Source extract

[Start of Attachment]

Not fewer than 5,314 Nigerian doctors are currently working in the United Kingdom, LEADERSHIP Weekend investigation has revealed.
This figure, according to the recent National Health Service (NHS) statistics on staff from overseas, indicates that of the doctors of African descent working in the UK, Nigeria has the highest number which is only followed by Ghana and South Africa whose citizens practising medicine in the European country are 2,342 and 1,641 respectively.
According to the NHS statistics, Liberia which has 40 has the lowest number of doctors working in the UK.
LEADERSHIP Weekend investigation revealed that, Mauritian, 1234; Egypt, 1,026; Kenya, 705; Sierra Leone, 511; Uganda, 480; Sudan, 469; Zambia, 469; Cameroon, 252; Somali, 250; Gambia, 207; Malawi, 205; Libya, 150; Eritrea, 147; Congo, 147; Tanzania, 144; Niger, 124; Ethiopia, 90; Central Africa, 90; Algeria, 79; Morocco, 51; Côte d’Ivoire, 48 Rwanda, 49 and Motswana, 46.

[End of Attachment]

Raw data

[Start of Attachment]

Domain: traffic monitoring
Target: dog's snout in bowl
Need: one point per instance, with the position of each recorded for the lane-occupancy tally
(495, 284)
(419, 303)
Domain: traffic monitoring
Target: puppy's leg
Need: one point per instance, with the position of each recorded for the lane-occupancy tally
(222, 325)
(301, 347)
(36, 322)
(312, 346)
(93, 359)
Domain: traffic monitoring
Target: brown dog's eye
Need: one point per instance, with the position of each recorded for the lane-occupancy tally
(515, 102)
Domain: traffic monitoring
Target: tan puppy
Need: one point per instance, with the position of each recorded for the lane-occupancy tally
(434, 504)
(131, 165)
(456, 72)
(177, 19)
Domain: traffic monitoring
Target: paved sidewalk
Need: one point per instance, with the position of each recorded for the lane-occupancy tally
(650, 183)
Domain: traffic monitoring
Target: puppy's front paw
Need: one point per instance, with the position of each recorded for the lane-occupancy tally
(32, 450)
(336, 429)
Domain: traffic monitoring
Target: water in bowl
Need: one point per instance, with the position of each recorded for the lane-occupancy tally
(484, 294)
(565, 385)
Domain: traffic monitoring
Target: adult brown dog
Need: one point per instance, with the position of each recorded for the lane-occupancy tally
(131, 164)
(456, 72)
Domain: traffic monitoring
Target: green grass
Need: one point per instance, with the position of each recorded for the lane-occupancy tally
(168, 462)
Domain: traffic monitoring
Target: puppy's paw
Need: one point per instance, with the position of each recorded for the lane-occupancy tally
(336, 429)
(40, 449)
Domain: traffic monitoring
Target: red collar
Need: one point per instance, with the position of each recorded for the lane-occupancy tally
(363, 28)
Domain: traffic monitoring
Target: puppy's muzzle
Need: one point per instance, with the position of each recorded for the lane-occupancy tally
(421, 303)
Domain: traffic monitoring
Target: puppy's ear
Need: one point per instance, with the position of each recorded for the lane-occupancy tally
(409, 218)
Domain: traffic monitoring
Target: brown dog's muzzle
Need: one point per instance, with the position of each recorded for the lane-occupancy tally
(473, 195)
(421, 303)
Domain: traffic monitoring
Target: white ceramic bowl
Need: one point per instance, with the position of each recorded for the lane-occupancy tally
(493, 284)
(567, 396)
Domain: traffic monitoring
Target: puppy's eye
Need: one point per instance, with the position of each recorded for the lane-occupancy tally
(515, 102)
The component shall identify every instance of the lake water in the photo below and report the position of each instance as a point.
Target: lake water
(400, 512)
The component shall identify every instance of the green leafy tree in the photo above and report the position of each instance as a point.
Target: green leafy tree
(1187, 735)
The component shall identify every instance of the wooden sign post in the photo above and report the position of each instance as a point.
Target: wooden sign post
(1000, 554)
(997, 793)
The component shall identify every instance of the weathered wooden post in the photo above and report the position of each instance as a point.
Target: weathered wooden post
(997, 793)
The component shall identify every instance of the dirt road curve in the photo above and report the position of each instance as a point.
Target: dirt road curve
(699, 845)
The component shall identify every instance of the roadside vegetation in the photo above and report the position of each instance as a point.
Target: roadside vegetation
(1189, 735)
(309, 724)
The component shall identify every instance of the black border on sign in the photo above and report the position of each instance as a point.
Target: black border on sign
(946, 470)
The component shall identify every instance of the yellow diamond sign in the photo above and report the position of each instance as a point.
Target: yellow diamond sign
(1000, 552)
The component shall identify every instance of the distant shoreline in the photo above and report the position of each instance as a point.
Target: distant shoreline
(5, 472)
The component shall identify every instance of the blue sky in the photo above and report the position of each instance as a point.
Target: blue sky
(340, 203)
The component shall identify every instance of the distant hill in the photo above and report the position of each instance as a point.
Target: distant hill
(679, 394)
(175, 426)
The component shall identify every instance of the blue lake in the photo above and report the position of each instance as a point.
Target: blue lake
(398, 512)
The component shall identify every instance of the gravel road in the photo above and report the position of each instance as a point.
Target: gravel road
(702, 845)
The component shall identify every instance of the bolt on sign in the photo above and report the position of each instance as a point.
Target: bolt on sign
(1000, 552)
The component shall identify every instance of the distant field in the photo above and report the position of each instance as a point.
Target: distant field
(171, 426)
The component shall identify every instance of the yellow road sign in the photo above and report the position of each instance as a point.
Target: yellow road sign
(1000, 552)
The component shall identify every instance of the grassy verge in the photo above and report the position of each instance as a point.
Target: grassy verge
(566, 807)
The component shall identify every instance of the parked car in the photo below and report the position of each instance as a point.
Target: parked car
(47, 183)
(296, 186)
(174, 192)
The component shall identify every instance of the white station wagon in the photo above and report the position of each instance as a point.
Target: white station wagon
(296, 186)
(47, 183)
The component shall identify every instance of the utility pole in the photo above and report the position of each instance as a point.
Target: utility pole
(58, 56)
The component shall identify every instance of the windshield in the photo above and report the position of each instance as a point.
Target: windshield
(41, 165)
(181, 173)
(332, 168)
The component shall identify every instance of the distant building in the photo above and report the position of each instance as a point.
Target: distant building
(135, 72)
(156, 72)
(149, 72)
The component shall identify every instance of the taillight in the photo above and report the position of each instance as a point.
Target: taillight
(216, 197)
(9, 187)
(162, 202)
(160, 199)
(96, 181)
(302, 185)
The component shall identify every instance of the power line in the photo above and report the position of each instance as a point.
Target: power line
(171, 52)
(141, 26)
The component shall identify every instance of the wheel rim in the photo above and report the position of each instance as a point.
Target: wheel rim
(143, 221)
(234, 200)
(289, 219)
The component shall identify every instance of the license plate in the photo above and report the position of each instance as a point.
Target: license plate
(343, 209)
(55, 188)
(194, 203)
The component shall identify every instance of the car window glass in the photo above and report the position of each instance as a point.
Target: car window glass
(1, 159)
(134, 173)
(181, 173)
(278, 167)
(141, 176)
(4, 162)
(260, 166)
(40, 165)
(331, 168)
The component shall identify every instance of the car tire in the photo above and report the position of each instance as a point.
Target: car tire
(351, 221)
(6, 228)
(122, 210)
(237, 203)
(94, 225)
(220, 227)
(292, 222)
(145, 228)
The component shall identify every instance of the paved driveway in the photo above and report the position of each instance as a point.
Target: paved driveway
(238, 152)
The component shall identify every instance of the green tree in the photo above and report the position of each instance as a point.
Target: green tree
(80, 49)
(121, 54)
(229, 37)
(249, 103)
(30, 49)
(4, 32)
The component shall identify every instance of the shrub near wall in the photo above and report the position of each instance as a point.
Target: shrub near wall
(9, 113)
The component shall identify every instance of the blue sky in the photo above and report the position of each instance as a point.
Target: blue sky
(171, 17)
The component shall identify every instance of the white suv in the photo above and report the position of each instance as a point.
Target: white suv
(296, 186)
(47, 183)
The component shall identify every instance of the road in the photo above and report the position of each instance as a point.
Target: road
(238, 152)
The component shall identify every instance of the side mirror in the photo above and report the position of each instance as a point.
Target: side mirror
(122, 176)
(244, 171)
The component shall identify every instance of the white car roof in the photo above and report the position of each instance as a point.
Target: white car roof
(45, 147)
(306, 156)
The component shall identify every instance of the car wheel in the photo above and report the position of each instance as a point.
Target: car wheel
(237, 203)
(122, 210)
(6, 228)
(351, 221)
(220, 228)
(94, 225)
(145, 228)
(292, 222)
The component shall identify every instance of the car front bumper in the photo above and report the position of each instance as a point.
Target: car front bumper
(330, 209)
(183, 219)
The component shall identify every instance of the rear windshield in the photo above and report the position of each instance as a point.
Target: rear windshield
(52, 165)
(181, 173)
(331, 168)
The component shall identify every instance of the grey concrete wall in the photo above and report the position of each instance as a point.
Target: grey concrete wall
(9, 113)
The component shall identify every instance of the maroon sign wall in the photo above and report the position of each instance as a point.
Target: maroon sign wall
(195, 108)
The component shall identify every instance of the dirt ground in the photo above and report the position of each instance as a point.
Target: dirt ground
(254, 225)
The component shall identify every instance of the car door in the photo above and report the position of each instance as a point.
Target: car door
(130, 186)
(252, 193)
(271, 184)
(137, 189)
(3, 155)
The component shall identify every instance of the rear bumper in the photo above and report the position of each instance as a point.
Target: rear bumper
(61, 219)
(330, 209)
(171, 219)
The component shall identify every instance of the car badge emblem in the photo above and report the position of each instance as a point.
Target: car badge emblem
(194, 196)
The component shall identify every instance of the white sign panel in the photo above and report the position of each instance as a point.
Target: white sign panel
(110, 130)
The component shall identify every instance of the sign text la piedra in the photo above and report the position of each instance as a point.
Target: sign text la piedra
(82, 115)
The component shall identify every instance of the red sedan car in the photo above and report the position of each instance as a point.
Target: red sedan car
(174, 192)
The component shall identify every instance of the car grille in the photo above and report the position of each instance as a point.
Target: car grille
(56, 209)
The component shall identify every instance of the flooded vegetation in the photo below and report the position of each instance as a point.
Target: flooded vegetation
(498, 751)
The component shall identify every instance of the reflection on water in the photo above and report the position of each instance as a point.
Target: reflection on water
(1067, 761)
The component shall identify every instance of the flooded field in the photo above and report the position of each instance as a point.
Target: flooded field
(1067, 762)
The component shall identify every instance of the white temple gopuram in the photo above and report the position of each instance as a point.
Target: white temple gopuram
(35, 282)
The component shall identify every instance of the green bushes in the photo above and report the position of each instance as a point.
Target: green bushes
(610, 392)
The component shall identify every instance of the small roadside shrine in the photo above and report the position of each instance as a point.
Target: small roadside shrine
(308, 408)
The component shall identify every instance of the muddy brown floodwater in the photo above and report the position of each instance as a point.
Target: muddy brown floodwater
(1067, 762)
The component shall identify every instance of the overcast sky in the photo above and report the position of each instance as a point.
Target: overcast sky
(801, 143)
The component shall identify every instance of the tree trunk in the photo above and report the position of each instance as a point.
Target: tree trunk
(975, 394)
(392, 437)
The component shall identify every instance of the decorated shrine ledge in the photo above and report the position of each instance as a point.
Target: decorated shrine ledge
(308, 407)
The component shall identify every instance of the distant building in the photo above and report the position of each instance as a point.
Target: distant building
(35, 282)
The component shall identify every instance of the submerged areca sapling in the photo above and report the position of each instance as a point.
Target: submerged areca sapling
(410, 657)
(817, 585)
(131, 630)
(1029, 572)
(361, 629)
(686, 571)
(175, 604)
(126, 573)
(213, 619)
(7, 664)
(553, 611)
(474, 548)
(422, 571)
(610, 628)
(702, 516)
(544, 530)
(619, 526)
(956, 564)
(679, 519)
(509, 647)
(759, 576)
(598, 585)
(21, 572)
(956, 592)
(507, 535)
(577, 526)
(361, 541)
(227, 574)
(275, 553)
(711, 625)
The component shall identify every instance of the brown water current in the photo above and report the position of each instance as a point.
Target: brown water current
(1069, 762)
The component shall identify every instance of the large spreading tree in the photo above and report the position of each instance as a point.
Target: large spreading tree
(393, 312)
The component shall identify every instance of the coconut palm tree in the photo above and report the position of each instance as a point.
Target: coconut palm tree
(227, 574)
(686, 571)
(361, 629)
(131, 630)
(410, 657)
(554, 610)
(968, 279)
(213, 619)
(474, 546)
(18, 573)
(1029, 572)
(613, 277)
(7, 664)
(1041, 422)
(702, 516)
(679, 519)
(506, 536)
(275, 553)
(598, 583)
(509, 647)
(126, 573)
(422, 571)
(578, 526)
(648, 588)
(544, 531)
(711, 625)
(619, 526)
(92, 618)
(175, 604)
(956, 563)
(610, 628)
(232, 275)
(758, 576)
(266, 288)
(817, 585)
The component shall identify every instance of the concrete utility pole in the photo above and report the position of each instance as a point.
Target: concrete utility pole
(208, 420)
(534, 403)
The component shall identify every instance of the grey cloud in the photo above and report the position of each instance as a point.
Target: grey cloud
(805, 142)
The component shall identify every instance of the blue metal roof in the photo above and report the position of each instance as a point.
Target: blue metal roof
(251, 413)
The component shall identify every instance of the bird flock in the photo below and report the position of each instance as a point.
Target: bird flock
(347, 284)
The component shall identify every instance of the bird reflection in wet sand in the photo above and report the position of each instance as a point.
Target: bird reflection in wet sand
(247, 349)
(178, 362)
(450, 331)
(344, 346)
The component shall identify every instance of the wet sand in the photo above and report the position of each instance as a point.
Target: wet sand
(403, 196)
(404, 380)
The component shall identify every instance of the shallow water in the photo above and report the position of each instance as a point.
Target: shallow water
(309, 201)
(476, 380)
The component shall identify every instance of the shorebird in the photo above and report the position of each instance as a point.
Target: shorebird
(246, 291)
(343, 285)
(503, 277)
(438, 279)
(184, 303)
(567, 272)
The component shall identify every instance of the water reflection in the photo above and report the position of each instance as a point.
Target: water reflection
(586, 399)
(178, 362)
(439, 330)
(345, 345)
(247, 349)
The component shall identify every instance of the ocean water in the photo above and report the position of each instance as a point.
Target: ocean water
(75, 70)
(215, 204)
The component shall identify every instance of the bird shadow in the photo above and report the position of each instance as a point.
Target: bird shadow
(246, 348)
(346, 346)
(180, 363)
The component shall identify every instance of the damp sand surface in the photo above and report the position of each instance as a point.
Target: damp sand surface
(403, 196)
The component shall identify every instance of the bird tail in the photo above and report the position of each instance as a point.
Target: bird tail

[End of Attachment]

Required tasks
1/ According to the report on Nigerian doctors in the UK, how many doctors from Ghana practice medicine in the UK?
2/ Continue the report on Nigerian doctors working in the UK from its last sentence.

Answers by item
1/ 2,342

2/
The NHS statistics stated that, “there are now substantially fewer nurses from some nationalities than in 2009. There has been a reduction of over 1,400 Zimbabwean nurses (36 per cent of the total). There have also been large reductions of nurses of Philippine, Indian and Nigerian nationality.
“There are estimated to be 53 per cent fewer South African nurses, 46 per cent fewer Malaysian nurses and 39 per cent fewer Australian nurses than there were in 2009.
“For several European nationalities there have been very large increases since 2009. The number of Portuguese nurses has risen from 210 to 3,501; the number of Italian nurses from 192 to 2,697, and the number of Spanish nurses from 406 to 4,304. However, all three of these nationalities saw a reduction in numbers between December 2016 and June 2017.”
Aligning to the NHS data, statistics from the University College Hospital (UCH) Ibadan shows that the health crisis in Nigeria is unprecedented as the mass exodus hits alarming proportions in 2017.
From the statistics, Nigeria has 80,000 registered doctors, more than 50,000 are practising abroad while 92 per cent of doctors in the country are considering finding a job abroad and 70 per cent of them are making plans to leave for foreign lands and are taking examinations to that effect.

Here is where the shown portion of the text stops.